A run of records

* * * * * * *

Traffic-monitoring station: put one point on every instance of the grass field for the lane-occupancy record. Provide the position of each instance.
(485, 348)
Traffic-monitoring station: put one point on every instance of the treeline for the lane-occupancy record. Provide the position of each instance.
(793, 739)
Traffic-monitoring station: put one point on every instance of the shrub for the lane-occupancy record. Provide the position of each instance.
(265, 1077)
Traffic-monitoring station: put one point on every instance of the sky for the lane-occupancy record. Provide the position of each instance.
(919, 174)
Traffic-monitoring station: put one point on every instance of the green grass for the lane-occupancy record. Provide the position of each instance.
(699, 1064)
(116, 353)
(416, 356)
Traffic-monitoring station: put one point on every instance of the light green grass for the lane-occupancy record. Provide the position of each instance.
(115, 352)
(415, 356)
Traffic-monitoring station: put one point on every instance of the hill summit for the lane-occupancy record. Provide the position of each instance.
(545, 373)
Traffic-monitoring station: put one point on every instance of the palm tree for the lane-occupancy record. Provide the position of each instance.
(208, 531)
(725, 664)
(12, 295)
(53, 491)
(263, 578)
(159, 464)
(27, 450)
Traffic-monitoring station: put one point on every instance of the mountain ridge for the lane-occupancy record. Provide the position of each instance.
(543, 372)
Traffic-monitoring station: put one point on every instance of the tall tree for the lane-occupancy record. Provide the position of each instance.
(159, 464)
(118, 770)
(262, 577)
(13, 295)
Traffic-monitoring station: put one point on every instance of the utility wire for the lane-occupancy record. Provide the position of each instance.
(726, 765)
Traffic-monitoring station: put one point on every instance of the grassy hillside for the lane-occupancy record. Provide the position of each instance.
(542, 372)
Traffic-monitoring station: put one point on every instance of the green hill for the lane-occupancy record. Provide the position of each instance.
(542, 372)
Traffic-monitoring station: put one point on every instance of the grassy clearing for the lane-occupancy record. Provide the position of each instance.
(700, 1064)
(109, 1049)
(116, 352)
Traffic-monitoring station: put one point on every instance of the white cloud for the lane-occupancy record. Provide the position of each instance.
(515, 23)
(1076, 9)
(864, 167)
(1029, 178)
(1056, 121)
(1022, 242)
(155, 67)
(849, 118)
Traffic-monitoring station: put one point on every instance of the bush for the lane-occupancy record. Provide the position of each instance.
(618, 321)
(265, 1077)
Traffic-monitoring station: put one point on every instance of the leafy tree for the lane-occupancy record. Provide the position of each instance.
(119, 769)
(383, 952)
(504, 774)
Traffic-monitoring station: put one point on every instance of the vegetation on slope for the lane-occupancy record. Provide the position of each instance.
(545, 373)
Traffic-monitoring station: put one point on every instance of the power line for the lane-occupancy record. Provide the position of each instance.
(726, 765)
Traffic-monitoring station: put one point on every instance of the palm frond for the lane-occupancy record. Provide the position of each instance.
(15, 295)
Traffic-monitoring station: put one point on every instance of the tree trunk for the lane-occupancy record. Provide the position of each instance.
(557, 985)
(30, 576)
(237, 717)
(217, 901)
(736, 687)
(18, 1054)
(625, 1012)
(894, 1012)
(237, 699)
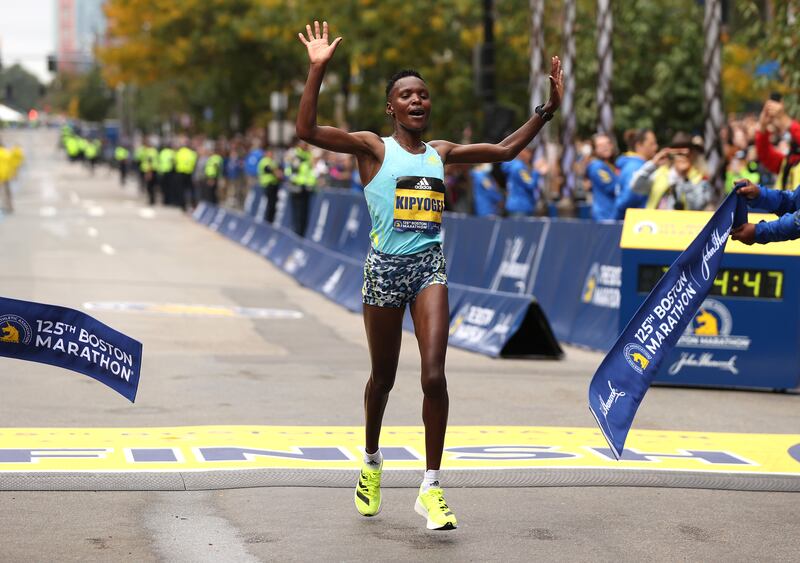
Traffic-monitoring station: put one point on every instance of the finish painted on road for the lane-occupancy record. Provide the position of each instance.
(226, 448)
(192, 310)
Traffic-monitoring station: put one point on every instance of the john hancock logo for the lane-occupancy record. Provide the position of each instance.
(637, 357)
(15, 330)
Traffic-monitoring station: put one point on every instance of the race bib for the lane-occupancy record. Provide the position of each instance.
(418, 204)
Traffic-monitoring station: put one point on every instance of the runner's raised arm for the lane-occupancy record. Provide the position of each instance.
(320, 52)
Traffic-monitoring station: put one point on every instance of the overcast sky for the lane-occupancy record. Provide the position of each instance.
(27, 34)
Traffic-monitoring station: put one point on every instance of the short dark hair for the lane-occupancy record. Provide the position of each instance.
(397, 76)
(639, 136)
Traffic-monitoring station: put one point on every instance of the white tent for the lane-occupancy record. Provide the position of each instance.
(9, 115)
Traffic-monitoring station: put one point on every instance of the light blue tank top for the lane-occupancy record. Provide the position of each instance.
(406, 217)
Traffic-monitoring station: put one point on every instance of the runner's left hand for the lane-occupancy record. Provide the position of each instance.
(556, 85)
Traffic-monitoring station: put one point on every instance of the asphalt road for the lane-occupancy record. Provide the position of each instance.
(77, 238)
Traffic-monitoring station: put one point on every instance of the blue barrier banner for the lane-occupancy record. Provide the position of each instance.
(339, 220)
(510, 264)
(621, 381)
(70, 339)
(489, 322)
(579, 281)
(467, 247)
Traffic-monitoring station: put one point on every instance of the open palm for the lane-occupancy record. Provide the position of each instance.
(556, 82)
(319, 51)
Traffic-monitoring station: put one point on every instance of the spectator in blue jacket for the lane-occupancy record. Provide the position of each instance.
(522, 185)
(783, 203)
(645, 147)
(628, 137)
(486, 195)
(602, 176)
(251, 162)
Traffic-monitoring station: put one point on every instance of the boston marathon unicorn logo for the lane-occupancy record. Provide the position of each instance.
(637, 357)
(14, 329)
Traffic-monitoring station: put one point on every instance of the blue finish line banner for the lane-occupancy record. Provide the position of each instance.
(69, 339)
(619, 385)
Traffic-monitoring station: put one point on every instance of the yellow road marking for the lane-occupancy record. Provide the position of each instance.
(204, 448)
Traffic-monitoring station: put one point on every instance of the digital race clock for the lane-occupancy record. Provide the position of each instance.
(730, 282)
(746, 332)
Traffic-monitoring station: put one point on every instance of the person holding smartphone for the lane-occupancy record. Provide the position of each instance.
(781, 202)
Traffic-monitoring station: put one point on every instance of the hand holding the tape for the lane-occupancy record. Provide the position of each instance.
(747, 189)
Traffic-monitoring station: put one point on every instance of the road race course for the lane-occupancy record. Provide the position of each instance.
(244, 440)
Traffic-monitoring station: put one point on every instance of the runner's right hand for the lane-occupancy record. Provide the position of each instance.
(319, 51)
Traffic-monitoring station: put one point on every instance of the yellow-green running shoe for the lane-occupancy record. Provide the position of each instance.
(431, 505)
(368, 490)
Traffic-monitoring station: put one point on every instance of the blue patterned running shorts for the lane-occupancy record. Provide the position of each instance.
(393, 280)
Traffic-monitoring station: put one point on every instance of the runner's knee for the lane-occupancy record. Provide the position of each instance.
(434, 384)
(381, 385)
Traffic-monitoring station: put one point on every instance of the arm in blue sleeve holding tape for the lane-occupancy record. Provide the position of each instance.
(779, 202)
(785, 204)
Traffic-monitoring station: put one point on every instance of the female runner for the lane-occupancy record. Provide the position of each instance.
(405, 266)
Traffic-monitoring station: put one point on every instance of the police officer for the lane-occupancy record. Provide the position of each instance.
(121, 155)
(92, 153)
(185, 162)
(212, 171)
(299, 171)
(269, 179)
(603, 179)
(148, 167)
(166, 174)
(251, 165)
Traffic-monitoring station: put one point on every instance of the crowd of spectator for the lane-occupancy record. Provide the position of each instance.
(181, 171)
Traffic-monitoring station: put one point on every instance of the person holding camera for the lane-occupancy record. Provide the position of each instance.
(775, 120)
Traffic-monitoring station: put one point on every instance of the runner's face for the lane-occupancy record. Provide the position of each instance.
(410, 103)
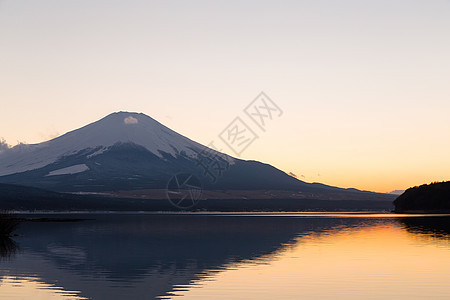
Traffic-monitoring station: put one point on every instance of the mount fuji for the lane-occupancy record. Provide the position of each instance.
(126, 152)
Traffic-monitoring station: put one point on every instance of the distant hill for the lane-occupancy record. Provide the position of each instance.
(23, 198)
(433, 197)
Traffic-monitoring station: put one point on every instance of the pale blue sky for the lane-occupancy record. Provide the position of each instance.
(364, 85)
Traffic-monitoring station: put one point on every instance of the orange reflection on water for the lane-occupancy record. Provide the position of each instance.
(381, 260)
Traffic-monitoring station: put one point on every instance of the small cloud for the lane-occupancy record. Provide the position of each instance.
(3, 145)
(292, 174)
(130, 120)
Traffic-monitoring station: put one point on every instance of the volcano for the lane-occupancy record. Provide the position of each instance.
(127, 152)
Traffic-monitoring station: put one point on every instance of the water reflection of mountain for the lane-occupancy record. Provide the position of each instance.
(8, 248)
(144, 256)
(434, 227)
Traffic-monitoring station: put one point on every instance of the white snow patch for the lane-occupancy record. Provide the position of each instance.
(98, 152)
(130, 120)
(69, 170)
(102, 134)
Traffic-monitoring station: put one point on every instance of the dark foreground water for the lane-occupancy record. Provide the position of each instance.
(278, 256)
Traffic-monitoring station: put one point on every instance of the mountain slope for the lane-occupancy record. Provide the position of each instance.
(131, 151)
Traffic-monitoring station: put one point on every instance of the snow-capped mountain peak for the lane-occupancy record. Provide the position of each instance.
(119, 127)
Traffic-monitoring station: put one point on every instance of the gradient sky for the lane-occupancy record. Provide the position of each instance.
(364, 85)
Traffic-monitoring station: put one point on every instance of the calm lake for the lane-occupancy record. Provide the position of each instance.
(229, 256)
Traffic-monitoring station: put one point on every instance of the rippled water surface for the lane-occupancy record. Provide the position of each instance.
(229, 256)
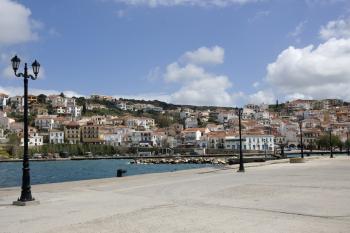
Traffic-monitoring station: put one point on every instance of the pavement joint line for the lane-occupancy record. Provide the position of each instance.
(336, 217)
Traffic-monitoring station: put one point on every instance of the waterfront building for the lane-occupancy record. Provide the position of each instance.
(225, 116)
(5, 122)
(4, 99)
(193, 135)
(91, 133)
(72, 133)
(191, 122)
(34, 139)
(57, 101)
(139, 123)
(56, 136)
(254, 142)
(46, 122)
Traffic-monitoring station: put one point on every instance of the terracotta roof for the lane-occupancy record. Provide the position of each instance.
(195, 129)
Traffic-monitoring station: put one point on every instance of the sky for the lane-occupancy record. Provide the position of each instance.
(199, 52)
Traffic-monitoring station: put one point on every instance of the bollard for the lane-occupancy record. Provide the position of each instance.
(120, 172)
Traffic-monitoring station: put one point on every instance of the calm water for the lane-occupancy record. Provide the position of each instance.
(60, 171)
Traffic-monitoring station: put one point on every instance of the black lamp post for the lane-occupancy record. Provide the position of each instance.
(330, 142)
(301, 136)
(347, 143)
(241, 163)
(26, 194)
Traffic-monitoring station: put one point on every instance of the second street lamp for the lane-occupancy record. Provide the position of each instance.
(330, 142)
(301, 136)
(26, 194)
(241, 162)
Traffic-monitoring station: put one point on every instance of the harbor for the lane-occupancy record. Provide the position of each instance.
(274, 196)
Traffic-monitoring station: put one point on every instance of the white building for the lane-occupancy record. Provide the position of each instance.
(46, 122)
(5, 122)
(34, 140)
(4, 99)
(251, 142)
(225, 117)
(191, 122)
(57, 101)
(122, 106)
(193, 135)
(56, 137)
(75, 111)
(139, 122)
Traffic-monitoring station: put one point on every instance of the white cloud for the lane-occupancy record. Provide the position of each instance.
(256, 84)
(205, 55)
(175, 73)
(261, 97)
(121, 13)
(12, 91)
(146, 96)
(206, 91)
(200, 3)
(258, 15)
(197, 85)
(337, 29)
(16, 25)
(298, 29)
(312, 72)
(154, 74)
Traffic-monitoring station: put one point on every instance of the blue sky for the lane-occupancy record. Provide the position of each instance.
(137, 48)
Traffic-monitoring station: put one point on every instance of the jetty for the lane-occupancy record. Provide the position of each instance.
(275, 196)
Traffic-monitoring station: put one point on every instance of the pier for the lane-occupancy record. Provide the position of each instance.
(274, 196)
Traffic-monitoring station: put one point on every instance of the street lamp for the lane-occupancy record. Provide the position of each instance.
(347, 143)
(26, 194)
(241, 163)
(301, 136)
(330, 142)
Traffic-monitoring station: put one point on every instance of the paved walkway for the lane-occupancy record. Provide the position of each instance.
(281, 198)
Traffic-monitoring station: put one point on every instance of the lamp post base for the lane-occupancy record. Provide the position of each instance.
(26, 203)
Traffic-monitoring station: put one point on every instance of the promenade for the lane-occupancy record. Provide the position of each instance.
(275, 198)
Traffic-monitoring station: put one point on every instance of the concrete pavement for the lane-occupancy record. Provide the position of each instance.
(282, 198)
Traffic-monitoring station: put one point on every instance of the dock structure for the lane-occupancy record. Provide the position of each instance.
(274, 196)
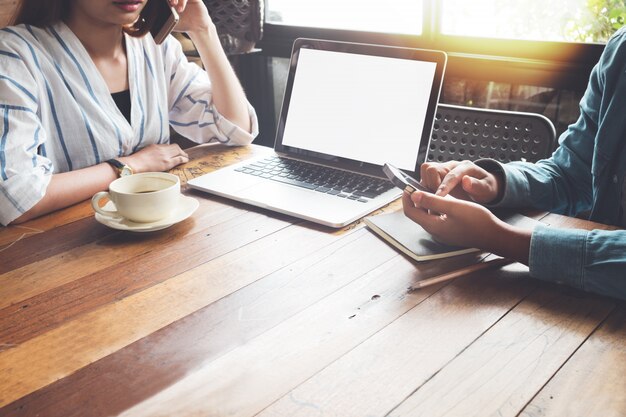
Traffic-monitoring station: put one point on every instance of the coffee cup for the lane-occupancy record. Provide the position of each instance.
(142, 198)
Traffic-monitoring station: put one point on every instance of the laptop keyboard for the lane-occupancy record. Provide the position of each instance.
(323, 179)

* * * * * * *

= Do this =
Write out exactly the lines from the one that contains "of the concrete" through the last line of the data above, both included. Leave every picture out.

= Answer in full =
Traffic-monitoring station: put one point on every instance of the concrete pavement for the lane-occupancy record. Provide the position of each instance.
(282, 198)
Traffic-monitoring station: put one point on every instance of the dock structure for the lane-occupancy record. Provide the position of each instance.
(274, 196)
Traffic-monitoring station: put one point on every instance of the coffee cup for the lane-occupancy record. Provide the position of each instance.
(142, 198)
Traffic-monitoring station: put one point on every instance of the laptop keyboard for the lane-occupancy record. Provide the position of each instance.
(323, 179)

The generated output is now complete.